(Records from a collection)
[Start of section]
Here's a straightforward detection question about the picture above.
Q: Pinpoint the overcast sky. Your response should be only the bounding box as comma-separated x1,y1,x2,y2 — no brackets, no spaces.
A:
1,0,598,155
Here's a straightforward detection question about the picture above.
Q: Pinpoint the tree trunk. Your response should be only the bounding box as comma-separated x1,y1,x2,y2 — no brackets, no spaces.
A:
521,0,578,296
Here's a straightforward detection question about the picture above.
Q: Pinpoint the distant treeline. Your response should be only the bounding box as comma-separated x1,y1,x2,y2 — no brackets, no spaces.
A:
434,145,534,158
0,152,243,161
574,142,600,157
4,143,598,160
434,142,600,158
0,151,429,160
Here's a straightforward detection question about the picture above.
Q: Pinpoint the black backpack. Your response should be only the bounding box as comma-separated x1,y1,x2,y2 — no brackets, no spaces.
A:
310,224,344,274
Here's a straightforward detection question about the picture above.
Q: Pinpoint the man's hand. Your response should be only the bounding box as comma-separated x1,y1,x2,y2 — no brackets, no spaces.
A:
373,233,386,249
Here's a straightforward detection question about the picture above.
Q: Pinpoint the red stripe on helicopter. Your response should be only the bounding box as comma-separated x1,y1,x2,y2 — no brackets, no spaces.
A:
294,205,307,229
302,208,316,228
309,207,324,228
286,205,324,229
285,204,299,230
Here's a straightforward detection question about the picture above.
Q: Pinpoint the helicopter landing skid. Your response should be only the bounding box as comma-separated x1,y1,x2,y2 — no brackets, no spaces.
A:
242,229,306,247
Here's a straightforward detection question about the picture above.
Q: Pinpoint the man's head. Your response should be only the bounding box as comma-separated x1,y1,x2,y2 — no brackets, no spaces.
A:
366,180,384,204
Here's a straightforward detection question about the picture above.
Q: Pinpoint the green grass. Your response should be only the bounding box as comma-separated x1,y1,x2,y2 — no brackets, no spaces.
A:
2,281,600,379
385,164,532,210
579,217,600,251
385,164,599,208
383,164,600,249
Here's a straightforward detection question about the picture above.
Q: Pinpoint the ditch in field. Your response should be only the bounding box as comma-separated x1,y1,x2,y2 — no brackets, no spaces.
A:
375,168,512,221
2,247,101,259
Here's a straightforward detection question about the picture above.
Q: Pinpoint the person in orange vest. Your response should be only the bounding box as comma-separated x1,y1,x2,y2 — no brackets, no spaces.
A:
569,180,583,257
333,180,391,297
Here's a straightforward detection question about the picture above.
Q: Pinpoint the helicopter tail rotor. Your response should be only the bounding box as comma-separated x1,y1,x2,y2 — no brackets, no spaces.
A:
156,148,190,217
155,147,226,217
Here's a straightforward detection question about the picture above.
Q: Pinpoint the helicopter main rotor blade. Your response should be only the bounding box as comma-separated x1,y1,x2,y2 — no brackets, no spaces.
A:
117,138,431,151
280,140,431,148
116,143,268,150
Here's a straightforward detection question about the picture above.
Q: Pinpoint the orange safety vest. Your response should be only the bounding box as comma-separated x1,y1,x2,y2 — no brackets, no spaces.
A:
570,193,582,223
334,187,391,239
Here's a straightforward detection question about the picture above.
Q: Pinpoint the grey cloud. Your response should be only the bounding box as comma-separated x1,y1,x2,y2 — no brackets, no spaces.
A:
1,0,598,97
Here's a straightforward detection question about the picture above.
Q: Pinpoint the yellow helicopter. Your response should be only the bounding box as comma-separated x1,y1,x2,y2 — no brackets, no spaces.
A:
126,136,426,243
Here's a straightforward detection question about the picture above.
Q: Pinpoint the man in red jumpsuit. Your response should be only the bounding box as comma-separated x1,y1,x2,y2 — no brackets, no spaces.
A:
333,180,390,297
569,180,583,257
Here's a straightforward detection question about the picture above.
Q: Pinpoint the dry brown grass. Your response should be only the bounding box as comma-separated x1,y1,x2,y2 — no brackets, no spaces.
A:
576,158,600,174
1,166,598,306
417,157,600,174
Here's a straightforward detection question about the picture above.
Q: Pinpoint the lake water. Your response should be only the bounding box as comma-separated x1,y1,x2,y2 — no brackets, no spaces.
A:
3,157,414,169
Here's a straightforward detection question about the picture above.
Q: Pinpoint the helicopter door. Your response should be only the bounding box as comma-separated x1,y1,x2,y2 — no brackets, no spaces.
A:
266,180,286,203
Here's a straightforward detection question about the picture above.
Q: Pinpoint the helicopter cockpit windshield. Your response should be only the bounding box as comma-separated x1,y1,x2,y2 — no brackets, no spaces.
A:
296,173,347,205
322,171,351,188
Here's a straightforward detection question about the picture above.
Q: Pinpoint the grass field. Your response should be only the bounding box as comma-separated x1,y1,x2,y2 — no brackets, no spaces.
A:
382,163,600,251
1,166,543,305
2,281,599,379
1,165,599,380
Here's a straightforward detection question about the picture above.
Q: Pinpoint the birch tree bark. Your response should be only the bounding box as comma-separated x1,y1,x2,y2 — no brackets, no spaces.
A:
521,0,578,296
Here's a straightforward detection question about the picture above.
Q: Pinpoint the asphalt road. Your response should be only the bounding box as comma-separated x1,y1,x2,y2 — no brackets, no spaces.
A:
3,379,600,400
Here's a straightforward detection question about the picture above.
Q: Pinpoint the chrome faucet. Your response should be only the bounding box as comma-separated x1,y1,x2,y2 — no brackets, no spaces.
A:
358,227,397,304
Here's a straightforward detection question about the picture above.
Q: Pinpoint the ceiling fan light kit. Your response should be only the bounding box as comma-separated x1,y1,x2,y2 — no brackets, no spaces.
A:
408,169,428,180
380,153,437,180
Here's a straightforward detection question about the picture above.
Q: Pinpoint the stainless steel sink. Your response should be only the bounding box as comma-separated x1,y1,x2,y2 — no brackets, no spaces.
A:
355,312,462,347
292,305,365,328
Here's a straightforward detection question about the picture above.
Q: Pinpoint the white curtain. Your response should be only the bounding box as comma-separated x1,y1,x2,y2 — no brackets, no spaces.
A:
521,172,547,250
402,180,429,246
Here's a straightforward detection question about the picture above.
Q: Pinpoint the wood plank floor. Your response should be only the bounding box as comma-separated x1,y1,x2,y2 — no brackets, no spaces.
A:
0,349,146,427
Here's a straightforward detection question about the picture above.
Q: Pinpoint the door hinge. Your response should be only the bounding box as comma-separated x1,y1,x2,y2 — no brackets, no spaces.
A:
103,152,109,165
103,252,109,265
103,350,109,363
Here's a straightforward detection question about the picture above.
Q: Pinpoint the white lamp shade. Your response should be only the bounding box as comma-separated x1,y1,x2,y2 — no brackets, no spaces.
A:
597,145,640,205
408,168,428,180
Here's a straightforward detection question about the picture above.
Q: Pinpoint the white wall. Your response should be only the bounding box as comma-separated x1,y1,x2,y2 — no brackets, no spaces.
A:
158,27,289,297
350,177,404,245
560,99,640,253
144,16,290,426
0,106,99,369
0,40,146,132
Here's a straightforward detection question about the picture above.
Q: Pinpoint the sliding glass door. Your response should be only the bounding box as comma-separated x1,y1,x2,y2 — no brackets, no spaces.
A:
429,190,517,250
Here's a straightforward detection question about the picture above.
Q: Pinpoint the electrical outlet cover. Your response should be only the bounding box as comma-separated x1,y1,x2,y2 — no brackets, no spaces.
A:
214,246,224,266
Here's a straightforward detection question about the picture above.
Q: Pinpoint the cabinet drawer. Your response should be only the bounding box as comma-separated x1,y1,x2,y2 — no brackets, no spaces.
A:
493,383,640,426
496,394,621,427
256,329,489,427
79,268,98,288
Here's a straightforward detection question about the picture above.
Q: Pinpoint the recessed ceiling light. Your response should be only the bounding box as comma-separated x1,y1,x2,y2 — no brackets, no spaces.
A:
[End of section]
Where "door" occurs in a line of the data above, count that line. Give the final count and no other words.

** Exercise result **
3